## Fragmento dado:
/---
Mi primera paliza llegó como resultado de mi afán experimentador; por aquellos días consumíamos con fruición un tipo de golosinas que se presentaban en forma de avión, de tren, de coche… No sé qué ingredientes misteriosos incorporarían en su composición, pero lo cierto es que pronto descubrimos las posibilidades de montar con aquellos caramelos un espectáculo pirotécnico en toda regla: cuando les acercabas una cerilla encendida, prendían que daba gusto y al cabo de unos segundos estallaban como pequeños petardos.

En Ladycross tuvieron siempre clara la necesidad de evitar las peleas entre los alumnos más pequeños; quizá con tan sana intención nos entregaban unos muñecos de apariencia siniestra, que siempre tenían la piel oscura, los labios muy rojos y los ojos muy blancos, para que, organizando batallas campales entre ellos, diéramos rienda suelta a la agresividad y eludiéramos así él enfrentamiento entre nosotros. Sabia estrategia —de evidentes reminiscencias coloniales— que nos enseñó a descargar ya desde niños la adrenalina.
\---
## Requisitos:
1. Reproduce el fragmento completo, tal cual aparece, sin alterar nada.
2. Del listado, escribe de nuevo el tramo que va desde la línea que contiene "target | woman in beige gown" hasta el final, ambas incluidas, sustituyendo "single marker" por "single dot" y dejando todo lo demás igual.

## Datos disponibles:
/---
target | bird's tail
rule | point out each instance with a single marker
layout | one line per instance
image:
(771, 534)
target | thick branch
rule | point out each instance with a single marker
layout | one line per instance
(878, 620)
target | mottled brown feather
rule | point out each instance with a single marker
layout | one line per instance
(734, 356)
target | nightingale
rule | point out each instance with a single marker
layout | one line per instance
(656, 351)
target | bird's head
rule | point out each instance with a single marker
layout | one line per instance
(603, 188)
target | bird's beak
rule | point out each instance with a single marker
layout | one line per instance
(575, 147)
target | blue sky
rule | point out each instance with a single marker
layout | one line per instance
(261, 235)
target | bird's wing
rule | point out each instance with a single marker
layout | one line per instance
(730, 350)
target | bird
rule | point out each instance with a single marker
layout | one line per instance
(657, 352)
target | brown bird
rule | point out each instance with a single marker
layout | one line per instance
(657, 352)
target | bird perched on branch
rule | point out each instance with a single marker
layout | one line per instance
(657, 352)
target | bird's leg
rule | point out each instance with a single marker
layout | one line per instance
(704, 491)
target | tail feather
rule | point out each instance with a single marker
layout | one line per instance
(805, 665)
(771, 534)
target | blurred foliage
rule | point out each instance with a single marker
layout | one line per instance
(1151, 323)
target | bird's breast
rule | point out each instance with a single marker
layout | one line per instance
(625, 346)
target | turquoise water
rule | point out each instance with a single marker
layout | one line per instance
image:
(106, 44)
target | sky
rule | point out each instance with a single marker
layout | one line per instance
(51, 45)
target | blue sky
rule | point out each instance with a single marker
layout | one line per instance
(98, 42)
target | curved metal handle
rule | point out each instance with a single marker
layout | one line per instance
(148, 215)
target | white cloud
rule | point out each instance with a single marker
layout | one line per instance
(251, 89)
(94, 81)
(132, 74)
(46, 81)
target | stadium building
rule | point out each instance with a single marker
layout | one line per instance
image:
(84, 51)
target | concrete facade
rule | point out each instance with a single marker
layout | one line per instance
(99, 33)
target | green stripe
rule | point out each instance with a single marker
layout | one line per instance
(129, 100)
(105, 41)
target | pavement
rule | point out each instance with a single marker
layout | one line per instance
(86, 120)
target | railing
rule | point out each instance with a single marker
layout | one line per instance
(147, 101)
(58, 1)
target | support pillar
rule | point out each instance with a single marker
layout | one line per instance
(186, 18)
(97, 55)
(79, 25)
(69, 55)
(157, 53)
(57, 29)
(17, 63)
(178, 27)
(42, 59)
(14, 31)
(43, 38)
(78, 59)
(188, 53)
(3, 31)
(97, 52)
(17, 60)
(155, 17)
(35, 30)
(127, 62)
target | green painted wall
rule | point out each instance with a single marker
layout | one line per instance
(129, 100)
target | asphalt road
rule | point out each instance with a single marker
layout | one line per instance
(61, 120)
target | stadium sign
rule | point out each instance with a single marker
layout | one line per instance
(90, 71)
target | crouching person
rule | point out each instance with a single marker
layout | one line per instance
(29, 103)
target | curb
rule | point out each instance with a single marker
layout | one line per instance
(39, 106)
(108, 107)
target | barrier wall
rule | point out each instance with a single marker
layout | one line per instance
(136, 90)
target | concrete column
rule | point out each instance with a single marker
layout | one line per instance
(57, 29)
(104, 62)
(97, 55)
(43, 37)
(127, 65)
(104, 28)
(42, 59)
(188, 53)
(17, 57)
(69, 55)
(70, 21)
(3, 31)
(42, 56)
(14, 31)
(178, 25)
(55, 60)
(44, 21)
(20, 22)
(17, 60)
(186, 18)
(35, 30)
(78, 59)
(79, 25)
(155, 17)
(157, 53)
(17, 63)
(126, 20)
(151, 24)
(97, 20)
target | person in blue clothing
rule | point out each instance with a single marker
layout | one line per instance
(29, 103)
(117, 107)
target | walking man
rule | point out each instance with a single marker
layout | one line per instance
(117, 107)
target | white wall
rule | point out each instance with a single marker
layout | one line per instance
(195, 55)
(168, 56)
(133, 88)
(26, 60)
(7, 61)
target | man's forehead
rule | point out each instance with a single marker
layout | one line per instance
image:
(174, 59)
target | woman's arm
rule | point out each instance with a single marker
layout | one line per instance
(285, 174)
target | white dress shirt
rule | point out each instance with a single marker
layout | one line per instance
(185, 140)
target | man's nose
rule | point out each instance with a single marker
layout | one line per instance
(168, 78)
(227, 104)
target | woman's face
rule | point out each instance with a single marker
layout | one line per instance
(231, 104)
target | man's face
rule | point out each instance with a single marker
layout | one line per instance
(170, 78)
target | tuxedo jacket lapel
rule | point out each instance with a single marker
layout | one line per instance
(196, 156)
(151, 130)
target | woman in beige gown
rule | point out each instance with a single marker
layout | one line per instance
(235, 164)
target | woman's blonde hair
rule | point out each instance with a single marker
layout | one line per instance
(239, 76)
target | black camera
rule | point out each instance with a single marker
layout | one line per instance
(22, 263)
\---
## Respuestas por tarea:
1.
Mi primera paliza llegó como resultado de mi afán experimentador; por aquellos días consumíamos con fruición un tipo de golosinas que se presentaban en forma de avión, de tren, de coche… No sé qué ingredientes misteriosos incorporarían en su composición, pero lo cierto es que pronto descubrimos las posibilidades de montar con aquellos caramelos un espectáculo pirotécnico en toda regla: cuando les acercabas una cerilla encendida, prendían que daba gusto y al cabo de unos segundos estallaban como pequeños petardos.

En Ladycross tuvieron siempre clara la necesidad de evitar las peleas entre los alumnos más pequeños; quizá con tan sana intención nos entregaban unos muñecos de apariencia siniestra, que siempre tenían la piel oscura, los labios muy rojos y los ojos muy blancos, para que, organizando batallas campales entre ellos, diéramos rienda suelta a la agresividad y eludiéramos así él enfrentamiento entre nosotros. Sabia estrategia —de evidentes reminiscencias coloniales— que nos enseñó a descargar ya desde niños la adrenalina.

2.
target | woman in beige gown
rule | point out each instance with a single dot
layout | one line per instance
(235, 164)
target | woman's blonde hair
rule | point out each instance with a single dot
layout | one line per instance
(239, 76)
target | black camera
rule | point out each instance with a single dot
layout | one line per instance
(22, 263)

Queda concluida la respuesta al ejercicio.